* _Page excerpt_:
A Michigan scientist and his team have developed an inexpensive three-dimensional graphene honeycomb that they say can replace the very expensive platinum used in solar cells.
Dye-sensitized solar cells are thin and flexible and easy to make, says Michigan Tech News, but a critical component that goes into making them is platinum. The cells require very little platinum, but even for miniscule amounts, the metal is prohibitively expensive at $1,500 per ounce. Michigan Technological University's Yun Hang Hu, a material science and engineering professor, and his team have developed a 3D version of graphene that is shaped like a honeycomb.
They did this by pairing lithium oxide with carbon monoxide to create lithium carbonate which helps to shape and separate the graphene sheets so they don't stick together and become standard 2D graphene. Michigan Tech News reports that the researchers found that the new version of graphene has good conductivity and catalytic activity, which led to their exploring it for energy storage.

* _Things to do_:
1) According to the article on the graphene honeycomb, what does platinum cost per ounce?
2) Pick up the article on the graphene honeycomb for solar cells at the point where it stops, and write what comes next.

* _Supplied data_:

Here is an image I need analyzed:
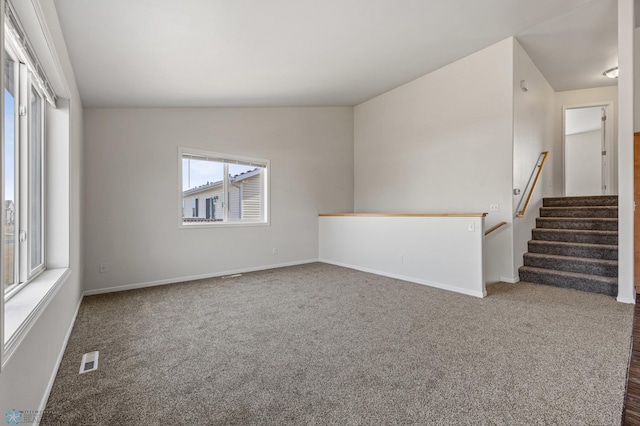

* _Your written answers_:
1) $1,500 per ounce.

2)
When they replaced the platinum in solar cells with the 3D graphene, they discovered it had a conversion rate of 7.8 percent, which is very close to the 8 percent rate of a typical dye-sensitized solar cell with platinum in it. Hu's team published their findings in a paper published in July — 3D Honeycomb-Like Structured Graphene and Its High Efficiency as a Counter-Electrode Catalyst for Dye-Sensitized Solar Cells.
Scientists focusing their efforts on lowering the cost of solar cells are seeing results using different materials. The Department of Energy’s National Renewable Energy Laboratory announced a new high of 31.1 percent conversion efficiency for a two-junction solar cell under one sun of illumination, which beats the previous record of 30.8 percent efficiency from Alta Devices, and is part of a program focused on lowering the cost of solar power. The tandem solar cell is made of a gallium indium phosphide cell laid on top of a gallium arsenide cell.